• [TEXTE EXTRAIT]
• • • •
Créée en 2017 pour relancer l’aviation nationale sur les cendres de Sénégal Airlines, la compagnie Air Sénégal traverse aujourd’hui une crise sans précédent. Selon une enquête explosive du journal Le Témoin, un scandale financier de grande ampleur entoure l’achat de cinq avions inutilisés, pour un coût faramineux et une dette désormais estimée à plus de 120 milliards de francs CFA, malgré un soutien public massif de 181 milliards.
Au centre de la controverse : cinq appareils de type L410NG, fabriqués par la société tchèque Omnipol. Ces avions de 19 places, méconnus sur le marché aérien international, ont été acquis sous le régime de l’ancien président Macky Sall, puis cédés à Air Sénégal au franc symbolique. L’opération, habillée d’une réception officielle à grands frais — en présence notamment de l’ex-Premier ministre Sidiki Kaba — s’avère aujourd’hui un gouffre financier sans aucune valeur opérationnelle.
Selon Le Témoin, aucun de ces avions n’a été exploité commercialement à ce jour. Deux d’entre eux sont immobilisés depuis plus de deux ans dans les hangars de l’aéroport militaire de Yoff. La raison ? Aucun pilote ni technicien de la compagnie n’a été formé à leur utilisation. Même l’armée de l’air, sollicitée pour combler cette lacune, n’a pas pu mettre les appareils en service.
• • • •
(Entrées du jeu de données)
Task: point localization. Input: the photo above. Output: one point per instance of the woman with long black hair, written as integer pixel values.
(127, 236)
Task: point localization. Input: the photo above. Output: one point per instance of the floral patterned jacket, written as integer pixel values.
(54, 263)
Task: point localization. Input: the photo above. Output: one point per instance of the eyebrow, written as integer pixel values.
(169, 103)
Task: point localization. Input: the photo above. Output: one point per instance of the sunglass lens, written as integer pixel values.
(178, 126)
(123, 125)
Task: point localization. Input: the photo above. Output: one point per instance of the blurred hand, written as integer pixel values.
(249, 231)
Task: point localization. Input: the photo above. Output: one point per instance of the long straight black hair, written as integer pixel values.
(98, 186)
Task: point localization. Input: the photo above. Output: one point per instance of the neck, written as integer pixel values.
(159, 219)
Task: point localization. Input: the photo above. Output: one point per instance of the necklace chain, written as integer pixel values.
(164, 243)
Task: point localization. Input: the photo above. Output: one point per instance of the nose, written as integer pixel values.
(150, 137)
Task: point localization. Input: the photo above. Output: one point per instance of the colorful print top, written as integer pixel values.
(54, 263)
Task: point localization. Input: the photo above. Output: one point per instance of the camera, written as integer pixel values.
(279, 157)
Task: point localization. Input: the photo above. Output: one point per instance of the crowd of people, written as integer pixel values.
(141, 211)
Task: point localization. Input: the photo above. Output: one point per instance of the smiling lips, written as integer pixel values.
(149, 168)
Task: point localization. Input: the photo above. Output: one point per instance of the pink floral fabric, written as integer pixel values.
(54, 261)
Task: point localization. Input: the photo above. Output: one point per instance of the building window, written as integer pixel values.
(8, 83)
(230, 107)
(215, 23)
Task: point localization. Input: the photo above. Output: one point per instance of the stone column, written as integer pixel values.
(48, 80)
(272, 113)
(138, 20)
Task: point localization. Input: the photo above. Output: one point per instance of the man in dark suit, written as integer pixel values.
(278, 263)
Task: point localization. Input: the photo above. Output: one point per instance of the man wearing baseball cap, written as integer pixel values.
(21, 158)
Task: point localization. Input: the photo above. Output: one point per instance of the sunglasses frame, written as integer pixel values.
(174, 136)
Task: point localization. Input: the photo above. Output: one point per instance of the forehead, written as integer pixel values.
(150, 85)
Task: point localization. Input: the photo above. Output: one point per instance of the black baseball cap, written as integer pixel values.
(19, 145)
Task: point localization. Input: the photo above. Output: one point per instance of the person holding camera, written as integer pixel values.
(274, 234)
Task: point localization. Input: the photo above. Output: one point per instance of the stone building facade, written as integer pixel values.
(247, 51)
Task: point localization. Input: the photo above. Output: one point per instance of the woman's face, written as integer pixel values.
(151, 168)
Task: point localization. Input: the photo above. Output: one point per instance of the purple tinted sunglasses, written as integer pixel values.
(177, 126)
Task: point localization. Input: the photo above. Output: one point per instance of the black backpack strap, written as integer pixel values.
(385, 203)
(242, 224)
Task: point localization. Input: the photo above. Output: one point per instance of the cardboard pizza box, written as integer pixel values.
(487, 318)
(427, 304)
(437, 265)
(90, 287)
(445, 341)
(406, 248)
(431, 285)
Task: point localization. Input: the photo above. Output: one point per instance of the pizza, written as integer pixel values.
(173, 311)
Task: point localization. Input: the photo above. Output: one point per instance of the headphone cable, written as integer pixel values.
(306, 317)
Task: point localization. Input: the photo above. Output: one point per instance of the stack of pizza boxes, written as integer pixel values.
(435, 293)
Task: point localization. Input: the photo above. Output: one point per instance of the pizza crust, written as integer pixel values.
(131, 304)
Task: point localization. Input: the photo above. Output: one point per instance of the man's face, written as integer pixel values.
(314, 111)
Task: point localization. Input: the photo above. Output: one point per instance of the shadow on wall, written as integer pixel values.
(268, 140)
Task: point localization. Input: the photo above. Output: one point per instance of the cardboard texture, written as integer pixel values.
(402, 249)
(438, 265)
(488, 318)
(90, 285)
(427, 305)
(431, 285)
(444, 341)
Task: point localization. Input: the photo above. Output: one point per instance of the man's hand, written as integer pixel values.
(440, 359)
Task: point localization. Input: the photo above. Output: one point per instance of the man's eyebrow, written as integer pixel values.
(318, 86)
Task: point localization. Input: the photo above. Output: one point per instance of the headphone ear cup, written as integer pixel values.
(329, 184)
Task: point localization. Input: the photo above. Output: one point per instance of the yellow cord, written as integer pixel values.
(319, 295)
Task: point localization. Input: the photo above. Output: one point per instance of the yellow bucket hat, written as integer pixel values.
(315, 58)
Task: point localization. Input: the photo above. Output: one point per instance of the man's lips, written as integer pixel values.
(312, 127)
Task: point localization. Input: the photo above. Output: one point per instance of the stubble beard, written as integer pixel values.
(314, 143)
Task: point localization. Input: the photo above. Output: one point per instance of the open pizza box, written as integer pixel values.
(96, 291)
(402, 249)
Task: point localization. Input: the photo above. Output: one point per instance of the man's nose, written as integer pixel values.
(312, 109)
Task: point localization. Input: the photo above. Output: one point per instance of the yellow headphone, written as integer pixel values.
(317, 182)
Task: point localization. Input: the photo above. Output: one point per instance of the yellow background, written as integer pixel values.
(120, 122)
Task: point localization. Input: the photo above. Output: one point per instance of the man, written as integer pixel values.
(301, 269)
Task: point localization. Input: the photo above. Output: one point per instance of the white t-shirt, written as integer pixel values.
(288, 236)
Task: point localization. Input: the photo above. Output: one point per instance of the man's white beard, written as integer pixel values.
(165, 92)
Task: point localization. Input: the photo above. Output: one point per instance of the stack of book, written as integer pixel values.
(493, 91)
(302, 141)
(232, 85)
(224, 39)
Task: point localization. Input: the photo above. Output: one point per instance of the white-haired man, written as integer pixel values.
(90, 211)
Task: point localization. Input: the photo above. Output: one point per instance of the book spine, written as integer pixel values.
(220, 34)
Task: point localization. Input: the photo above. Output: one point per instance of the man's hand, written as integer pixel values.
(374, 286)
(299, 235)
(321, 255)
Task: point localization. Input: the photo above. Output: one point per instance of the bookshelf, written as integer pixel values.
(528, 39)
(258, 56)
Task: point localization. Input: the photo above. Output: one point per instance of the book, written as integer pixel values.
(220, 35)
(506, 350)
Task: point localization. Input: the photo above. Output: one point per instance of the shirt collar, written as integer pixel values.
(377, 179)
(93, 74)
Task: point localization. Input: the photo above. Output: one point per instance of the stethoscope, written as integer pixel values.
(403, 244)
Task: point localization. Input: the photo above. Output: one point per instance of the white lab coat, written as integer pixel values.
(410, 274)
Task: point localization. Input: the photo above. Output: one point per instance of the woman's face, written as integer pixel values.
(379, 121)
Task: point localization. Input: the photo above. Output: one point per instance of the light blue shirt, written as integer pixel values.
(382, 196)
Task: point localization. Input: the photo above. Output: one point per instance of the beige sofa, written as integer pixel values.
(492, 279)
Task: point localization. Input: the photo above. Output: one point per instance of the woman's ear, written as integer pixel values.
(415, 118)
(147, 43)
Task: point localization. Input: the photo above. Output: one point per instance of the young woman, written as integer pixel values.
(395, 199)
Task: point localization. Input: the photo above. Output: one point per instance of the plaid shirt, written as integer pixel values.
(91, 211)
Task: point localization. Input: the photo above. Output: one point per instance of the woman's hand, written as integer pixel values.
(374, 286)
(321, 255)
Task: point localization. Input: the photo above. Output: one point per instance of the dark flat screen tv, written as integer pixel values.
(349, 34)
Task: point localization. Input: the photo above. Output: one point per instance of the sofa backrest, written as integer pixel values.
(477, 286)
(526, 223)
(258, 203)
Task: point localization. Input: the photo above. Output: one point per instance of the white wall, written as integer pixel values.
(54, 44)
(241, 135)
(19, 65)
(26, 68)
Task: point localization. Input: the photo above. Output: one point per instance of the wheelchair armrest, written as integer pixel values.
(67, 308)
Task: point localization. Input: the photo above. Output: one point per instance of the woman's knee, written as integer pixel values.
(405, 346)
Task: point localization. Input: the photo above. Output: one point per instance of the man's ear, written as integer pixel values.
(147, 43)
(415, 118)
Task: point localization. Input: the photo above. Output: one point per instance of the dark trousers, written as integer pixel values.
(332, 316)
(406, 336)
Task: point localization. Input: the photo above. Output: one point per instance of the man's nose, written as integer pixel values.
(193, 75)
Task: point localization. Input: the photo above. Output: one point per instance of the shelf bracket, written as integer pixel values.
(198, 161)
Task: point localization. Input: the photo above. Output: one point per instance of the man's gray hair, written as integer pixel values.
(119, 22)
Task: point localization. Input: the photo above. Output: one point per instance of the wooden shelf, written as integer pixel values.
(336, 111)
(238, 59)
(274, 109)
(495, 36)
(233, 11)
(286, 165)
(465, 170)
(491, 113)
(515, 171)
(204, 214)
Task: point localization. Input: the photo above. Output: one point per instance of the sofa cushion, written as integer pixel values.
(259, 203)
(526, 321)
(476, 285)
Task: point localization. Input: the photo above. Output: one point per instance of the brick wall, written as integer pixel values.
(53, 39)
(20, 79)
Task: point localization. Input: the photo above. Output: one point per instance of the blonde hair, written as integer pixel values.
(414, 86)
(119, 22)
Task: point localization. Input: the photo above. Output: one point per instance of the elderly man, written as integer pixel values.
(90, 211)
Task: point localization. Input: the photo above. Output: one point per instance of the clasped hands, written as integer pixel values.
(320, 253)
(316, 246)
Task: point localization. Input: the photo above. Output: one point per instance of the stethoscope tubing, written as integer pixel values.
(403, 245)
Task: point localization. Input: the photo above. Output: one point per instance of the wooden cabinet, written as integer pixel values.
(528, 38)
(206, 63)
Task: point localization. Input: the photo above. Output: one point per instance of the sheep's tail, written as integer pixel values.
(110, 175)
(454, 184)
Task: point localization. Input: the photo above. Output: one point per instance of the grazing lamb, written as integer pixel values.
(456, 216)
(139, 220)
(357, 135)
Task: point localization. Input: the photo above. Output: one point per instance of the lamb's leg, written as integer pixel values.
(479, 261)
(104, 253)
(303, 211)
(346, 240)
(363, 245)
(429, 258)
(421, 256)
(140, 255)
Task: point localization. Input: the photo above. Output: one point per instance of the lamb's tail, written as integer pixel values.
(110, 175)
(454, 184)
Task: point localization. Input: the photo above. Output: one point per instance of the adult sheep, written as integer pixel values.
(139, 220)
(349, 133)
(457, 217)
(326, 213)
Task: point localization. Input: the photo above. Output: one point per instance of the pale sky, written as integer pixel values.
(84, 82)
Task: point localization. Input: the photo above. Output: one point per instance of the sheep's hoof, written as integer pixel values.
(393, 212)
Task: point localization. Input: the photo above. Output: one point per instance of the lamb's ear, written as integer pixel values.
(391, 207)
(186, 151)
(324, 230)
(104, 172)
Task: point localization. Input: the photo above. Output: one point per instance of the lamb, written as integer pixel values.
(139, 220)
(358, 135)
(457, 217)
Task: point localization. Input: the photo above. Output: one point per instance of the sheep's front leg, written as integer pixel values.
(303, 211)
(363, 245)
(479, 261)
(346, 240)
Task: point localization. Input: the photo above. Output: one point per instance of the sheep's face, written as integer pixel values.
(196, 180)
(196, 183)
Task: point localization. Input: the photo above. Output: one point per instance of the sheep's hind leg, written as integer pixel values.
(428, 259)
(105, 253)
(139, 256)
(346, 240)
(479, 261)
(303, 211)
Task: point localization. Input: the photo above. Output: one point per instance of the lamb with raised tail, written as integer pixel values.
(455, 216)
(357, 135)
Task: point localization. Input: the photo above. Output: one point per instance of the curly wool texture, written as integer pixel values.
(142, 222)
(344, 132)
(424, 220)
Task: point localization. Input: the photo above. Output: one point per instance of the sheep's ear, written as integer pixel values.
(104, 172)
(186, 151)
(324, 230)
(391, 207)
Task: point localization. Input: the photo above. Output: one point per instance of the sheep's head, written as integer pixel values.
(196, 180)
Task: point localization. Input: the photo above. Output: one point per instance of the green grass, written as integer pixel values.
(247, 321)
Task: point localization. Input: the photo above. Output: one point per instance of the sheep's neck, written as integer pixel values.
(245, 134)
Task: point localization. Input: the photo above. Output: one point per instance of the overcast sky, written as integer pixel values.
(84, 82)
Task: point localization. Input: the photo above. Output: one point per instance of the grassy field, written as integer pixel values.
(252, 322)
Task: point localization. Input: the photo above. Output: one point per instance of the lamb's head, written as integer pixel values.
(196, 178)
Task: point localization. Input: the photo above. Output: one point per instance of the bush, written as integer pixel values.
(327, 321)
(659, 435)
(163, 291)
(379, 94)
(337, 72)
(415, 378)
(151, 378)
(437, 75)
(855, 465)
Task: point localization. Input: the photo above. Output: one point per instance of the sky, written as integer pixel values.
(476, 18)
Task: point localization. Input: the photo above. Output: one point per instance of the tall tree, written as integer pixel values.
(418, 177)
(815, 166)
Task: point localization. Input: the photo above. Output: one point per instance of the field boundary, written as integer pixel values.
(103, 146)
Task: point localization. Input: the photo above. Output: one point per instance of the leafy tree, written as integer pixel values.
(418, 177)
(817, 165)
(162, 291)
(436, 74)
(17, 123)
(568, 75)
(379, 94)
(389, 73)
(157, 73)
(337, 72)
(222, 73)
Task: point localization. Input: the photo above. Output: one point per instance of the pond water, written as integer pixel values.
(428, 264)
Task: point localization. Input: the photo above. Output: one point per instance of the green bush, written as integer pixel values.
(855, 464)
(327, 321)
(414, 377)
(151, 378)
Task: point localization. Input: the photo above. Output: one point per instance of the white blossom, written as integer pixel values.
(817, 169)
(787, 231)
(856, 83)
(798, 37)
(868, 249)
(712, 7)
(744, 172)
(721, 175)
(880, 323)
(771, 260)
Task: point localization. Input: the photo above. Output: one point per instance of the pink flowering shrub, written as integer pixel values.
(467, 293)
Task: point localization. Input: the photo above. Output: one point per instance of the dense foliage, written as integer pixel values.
• • • •
• [ACTION DEMANDÉE 1] Reformulez sous forme de liste le paragraphe du texte sur Air Sénégal qui commence par « Au centre de la controverse », en gardant ses faits principaux.
• [ACTION DEMANDÉE 2] Reproduisez fidèlement le passage du texte sur Air Sénégal situé entre « Au centre de » et « aucune valeur opérationnelle. », ces deux extrémités comprises.

• [ZONE DE RÉPONSE 1]
- Cinq appareils L410NG de 19 places, fabriqués par la société tchèque Omnipol et méconnus sur le marché aérien international, sont au centre de la controverse.
- Ils ont été acquis sous le régime de l'ancien président Macky Sall, puis cédés à Air Sénégal au franc symbolique.
- L'opération a été accompagnée d'une réception officielle coûteuse, notamment en présence de l'ex-Premier ministre Sidiki Kaba.
- Elle s'avère aujourd'hui un gouffre financier sans aucune valeur opérationnelle.

• [ZONE DE RÉPONSE 2]
Au centre de la controverse : cinq appareils de type L410NG, fabriqués par la société tchèque Omnipol. Ces avions de 19 places, méconnus sur le marché aérien international, ont été acquis sous le régime de l’ancien président Macky Sall, puis cédés à Air Sénégal au franc symbolique. L’opération, habillée d’une réception officielle à grands frais — en présence notamment de l’ex-Premier ministre Sidiki Kaba — s’avère aujourd’hui un gouffre financier sans aucune valeur opérationnelle.